**Given exercise:** Rewrite the records below as a Markdown table with the columns Row and Line, starting at the line with "of the blurred" and continuing up to and including the last line of the records. Give each line its own numbered row and leave out blank lines.

**Data excerpts:**
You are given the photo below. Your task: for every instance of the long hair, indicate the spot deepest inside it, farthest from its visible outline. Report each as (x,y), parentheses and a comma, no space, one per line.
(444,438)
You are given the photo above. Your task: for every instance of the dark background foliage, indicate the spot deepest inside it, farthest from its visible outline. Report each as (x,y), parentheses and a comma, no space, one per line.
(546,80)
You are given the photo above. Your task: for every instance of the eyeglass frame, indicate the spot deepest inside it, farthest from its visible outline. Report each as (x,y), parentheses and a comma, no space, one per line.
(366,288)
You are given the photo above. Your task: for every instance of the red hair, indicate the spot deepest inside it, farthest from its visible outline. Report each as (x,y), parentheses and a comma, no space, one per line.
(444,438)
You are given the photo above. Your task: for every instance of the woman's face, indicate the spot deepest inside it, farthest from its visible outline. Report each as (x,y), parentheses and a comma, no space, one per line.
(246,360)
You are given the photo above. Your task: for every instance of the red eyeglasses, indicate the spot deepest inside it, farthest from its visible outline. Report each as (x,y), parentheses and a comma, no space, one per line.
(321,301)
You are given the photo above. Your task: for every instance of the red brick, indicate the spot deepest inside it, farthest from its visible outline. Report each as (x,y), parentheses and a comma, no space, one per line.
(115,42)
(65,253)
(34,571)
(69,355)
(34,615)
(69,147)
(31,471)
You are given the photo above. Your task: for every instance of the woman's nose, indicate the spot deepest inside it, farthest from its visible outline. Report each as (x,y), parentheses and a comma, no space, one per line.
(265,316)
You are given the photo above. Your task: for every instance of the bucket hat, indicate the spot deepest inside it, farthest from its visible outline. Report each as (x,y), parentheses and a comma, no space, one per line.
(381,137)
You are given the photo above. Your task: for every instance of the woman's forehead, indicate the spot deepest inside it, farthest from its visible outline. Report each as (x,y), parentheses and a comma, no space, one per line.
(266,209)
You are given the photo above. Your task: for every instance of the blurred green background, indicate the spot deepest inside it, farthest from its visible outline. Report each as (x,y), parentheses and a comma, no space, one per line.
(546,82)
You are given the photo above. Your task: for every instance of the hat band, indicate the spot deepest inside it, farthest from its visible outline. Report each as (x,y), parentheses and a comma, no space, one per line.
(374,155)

**Finished exercise:**
| Row | Line |
|---|---|
| 1 | You are given the photo above. Your task: for every instance of the blurred green background, indicate the spot deepest inside it, farthest from its visible outline. Report each as (x,y), parentheses and a comma, no space, one per line. |
| 2 | (546,82) |
| 3 | You are given the photo above. Your task: for every instance of the hat band, indicate the spot deepest inside it, farthest from its visible outline. Report each as (x,y), parentheses and a comma, no space, one per line. |
| 4 | (374,155) |